* START Supplied data *

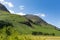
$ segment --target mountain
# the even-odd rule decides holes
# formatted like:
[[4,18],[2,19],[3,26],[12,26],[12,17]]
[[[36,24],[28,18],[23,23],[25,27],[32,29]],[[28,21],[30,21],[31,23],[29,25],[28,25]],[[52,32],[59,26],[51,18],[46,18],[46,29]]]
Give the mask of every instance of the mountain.
[[4,5],[2,5],[1,3],[0,3],[0,10],[9,12],[9,11],[7,10],[7,8],[6,8]]
[[36,15],[10,14],[6,7],[0,4],[0,36],[6,38],[28,34],[60,36],[60,30]]

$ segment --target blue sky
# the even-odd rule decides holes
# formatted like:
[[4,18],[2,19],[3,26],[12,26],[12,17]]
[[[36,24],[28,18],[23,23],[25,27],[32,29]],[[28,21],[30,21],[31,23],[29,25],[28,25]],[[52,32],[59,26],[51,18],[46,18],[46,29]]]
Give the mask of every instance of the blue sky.
[[33,14],[60,28],[60,0],[0,0],[11,13]]

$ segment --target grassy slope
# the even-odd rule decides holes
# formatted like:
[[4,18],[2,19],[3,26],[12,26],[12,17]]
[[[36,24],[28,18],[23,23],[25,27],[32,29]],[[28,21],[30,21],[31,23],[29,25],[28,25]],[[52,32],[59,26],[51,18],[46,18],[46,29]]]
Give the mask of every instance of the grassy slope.
[[40,26],[40,25],[36,25],[31,23],[31,25],[33,26],[30,27],[28,25],[25,24],[21,24],[19,22],[25,22],[28,21],[25,17],[20,16],[20,15],[15,15],[15,14],[10,14],[8,12],[5,11],[0,11],[0,20],[3,21],[7,21],[13,24],[14,27],[8,26],[1,29],[1,32],[5,32],[6,34],[6,30],[10,29],[10,32],[12,31],[12,33],[14,33],[14,31],[17,31],[20,34],[31,34],[32,31],[37,31],[37,32],[43,32],[43,33],[55,33],[56,36],[60,36],[60,31],[55,30],[51,25],[44,25]]

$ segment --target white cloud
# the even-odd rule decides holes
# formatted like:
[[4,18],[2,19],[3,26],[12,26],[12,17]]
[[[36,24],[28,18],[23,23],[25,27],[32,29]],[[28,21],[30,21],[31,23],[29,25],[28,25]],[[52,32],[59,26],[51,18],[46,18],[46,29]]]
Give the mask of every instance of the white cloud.
[[5,0],[0,0],[0,3],[2,3],[4,5],[8,5],[9,7],[14,7],[14,5],[11,2],[7,2]]
[[14,7],[14,5],[11,2],[5,2],[9,7]]
[[40,16],[40,17],[45,17],[46,16],[44,13],[37,13],[37,14],[33,14],[33,15],[37,15],[37,16]]
[[21,16],[23,16],[23,15],[26,15],[25,13],[23,13],[23,12],[19,12],[19,13],[16,13],[17,15],[21,15]]
[[24,10],[24,6],[23,5],[19,6],[19,8],[20,8],[20,10]]
[[10,11],[10,13],[15,13],[14,11],[12,11],[12,10],[9,10]]

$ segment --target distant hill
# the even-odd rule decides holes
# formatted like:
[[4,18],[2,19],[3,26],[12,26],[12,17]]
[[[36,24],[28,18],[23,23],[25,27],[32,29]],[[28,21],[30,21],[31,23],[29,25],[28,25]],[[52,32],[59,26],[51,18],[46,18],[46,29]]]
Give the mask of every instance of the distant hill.
[[1,34],[4,36],[10,36],[12,34],[60,36],[60,30],[35,15],[20,16],[10,14],[6,7],[0,4],[0,35]]

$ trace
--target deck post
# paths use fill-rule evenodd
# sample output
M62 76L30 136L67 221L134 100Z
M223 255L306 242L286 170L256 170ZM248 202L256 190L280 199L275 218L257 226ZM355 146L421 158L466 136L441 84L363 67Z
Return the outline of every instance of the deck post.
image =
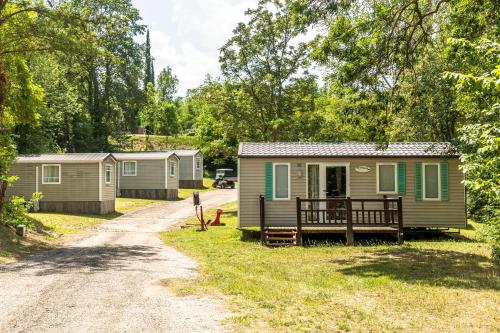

* END Supplied data *

▸ What you will do:
Write out again every line from the line with "--target blue sky" to the line with "[[33,14],[60,28],[60,0],[0,0],[11,13]]", both ends included and nothing else, requests and all. Shift each coordinate in the answer outlines by -33, and leave the requests and their format samples unchanged.

▸ Correct response:
$ segment --target blue sky
# the even-odd rule decides holes
# formatted like:
[[4,18],[2,19],[3,26],[12,26],[12,17]]
[[[36,24],[28,18],[23,23],[25,27],[32,29]],[[28,21],[30,21],[31,23],[29,25],[28,25]],[[52,32],[59,26],[51,18],[46,18],[46,29]]]
Give the mask of every instance of the blue sky.
[[0,-19],[27,-5],[27,-33],[-33,-33],[-22,-20]]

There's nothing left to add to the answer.